START Document passage
Jakarta, Thursday, 16 Jul 2020
15-16 July 2020
Carbon pricing policies form a crucial tool to deliver on the ambitious goals of the Paris Agreement and avoid the costs of carbon lock-ins. In the past years, numerous jurisdictions in Southeast and East Asia have either adopted or are in the process of establishing a carbon price to reduce GHG emissions and to decarbonize electricity and industry sectors. The far-reaching impact of the COVID-19 crisis presents a new set of challenges and opportunities for decarbonizing economies as countries seek to balance key priorities of economic recovery, maintaining fiscal balance and the transition to low-carbon systems. This is occurring at a time when the window for climate action is closing rapidly, and massive investments in low-carbon energy technologies and systems are urgently needed.
Against this background, the International Energy Agency (IEA), International Carbon Action Partnership (ICAP), and Regional Project Energy Security and Climate Change Asia- Pacific (RECAP) Konrad-Adenauer-Stiftung are hosting a closed online workshop titled: “Carbon Pricing in Southeast and East Asia and COVID-19 response: Issues and opportunities for ensuring a sustainable and low-carbon energy development”, on 15-16 July 2020.
END Document passage
START Listed records
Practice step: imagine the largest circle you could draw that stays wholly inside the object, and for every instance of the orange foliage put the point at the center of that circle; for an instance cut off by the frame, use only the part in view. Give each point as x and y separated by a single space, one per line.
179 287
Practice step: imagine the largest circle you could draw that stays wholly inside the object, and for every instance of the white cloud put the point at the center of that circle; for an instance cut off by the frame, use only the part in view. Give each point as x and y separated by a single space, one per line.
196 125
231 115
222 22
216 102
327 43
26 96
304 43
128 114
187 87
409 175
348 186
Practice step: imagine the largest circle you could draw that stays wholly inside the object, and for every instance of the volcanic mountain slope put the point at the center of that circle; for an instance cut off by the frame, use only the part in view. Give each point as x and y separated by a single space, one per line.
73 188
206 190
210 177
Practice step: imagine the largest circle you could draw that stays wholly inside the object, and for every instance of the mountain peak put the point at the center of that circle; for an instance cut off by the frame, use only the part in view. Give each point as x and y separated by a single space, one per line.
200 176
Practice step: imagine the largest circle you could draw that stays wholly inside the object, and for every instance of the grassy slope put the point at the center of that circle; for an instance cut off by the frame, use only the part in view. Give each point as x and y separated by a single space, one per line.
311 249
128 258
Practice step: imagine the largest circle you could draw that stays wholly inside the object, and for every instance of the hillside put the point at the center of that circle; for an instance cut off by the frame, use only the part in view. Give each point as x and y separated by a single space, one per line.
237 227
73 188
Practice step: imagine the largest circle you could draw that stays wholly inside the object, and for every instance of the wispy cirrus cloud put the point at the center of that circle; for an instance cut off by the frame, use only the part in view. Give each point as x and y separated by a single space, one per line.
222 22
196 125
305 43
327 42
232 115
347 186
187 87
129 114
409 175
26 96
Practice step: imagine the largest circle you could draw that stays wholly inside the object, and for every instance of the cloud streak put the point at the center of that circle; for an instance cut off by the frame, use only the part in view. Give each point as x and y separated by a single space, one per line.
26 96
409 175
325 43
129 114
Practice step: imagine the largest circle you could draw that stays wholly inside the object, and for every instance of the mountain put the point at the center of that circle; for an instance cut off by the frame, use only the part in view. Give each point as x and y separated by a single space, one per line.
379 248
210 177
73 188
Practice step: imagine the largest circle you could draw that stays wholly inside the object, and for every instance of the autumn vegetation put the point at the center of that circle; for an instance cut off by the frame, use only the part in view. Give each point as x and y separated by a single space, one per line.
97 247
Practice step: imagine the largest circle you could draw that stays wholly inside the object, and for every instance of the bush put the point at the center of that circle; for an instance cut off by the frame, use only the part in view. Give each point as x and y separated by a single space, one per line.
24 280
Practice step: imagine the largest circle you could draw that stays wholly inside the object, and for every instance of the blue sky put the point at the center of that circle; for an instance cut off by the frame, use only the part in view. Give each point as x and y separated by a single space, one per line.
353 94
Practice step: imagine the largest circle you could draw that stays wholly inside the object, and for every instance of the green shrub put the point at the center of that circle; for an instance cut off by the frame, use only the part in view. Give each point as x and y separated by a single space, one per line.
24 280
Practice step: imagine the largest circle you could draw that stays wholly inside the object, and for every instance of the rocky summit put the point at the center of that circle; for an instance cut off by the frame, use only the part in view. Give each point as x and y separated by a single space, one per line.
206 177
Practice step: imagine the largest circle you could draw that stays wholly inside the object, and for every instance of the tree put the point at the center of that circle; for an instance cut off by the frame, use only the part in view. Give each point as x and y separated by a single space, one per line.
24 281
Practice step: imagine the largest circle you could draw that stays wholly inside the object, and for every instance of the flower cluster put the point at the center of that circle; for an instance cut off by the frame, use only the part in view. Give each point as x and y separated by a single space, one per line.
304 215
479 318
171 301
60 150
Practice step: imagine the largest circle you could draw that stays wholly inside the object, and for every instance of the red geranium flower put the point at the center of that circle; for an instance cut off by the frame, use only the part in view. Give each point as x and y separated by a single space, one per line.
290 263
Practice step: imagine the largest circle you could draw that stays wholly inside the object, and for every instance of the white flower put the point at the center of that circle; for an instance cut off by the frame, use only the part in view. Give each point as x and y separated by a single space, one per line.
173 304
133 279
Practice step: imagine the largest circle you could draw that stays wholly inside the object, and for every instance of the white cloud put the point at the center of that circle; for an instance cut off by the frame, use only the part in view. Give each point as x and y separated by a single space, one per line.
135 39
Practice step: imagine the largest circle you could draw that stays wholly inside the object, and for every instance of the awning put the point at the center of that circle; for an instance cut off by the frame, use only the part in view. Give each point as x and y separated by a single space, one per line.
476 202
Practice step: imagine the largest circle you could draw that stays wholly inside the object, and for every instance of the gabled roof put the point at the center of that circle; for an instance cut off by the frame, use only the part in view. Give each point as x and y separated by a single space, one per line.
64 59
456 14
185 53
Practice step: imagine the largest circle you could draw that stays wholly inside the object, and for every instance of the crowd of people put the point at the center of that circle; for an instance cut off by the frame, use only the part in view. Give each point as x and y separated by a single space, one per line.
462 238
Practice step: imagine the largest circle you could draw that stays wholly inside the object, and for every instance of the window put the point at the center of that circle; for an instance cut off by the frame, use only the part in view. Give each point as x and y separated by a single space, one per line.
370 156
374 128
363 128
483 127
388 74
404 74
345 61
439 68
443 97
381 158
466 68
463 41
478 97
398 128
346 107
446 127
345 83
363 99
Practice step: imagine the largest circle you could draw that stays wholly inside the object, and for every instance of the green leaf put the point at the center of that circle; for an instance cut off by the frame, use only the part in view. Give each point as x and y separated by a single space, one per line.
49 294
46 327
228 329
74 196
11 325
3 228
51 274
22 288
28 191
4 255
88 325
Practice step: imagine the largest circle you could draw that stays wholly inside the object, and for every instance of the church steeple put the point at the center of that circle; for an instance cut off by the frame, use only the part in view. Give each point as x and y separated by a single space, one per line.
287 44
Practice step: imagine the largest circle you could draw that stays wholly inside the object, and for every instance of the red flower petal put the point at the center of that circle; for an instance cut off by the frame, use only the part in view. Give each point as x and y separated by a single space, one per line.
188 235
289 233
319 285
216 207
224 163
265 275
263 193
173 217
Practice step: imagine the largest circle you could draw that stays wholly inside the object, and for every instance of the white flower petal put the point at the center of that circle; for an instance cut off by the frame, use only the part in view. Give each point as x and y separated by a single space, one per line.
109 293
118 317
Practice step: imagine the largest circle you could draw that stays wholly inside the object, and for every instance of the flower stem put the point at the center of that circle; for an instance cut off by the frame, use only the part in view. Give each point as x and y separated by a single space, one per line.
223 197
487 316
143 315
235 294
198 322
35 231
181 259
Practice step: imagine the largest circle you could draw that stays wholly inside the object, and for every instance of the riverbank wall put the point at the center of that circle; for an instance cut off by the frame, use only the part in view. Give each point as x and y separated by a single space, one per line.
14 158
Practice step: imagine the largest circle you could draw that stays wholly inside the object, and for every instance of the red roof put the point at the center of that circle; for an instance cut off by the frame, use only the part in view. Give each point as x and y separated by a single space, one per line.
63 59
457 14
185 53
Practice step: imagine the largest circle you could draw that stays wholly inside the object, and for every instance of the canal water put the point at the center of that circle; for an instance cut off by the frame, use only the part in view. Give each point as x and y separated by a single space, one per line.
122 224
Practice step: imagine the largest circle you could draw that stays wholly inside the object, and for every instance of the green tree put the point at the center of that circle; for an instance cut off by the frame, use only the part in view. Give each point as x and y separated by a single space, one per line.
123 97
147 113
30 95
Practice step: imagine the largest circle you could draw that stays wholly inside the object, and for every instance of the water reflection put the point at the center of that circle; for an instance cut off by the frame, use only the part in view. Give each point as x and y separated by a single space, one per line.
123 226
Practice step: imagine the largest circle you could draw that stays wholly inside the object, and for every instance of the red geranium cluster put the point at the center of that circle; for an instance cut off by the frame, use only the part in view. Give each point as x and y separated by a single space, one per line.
END Listed records
> Exercises
1 – From the workshop announcement above, copy out verbatim the part that opens with the words containing "Jakarta, Thursday, 16" and closes with "are urgently needed.".
2 – Which priorities does the workshop announcement say countries are seeking to balance in light of the COVID-19 crisis? List each one.
3 – According to the workshop announcement, why are carbon pricing policies a crucial tool?

> Results of the tasks
1 –
Jakarta, Thursday, 16 Jul 2020
15-16 July 2020
Carbon pricing policies form a crucial tool to deliver on the ambitious goals of the Paris Agreement and avoid the costs of carbon lock-ins. In the past years, numerous jurisdictions in Southeast and East Asia have either adopted or are in the process of establishing a carbon price to reduce GHG emissions and to decarbonize electricity and industry sectors. The far-reaching impact of the COVID-19 crisis presents a new set of challenges and opportunities for decarbonizing economies as countries seek to balance key priorities of economic recovery, maintaining fiscal balance and the transition to low-carbon systems. This is occurring at a time when the window for climate action is closing rapidly, and massive investments in low-carbon energy technologies and systems are urgently needed.

2 –
- Economic recovery
- Maintaining fiscal balance
- The transition to low-carbon systems

3 – They are a crucial tool for delivering on the ambitious goals of the Paris Agreement and for avoiding the costs of carbon lock-ins.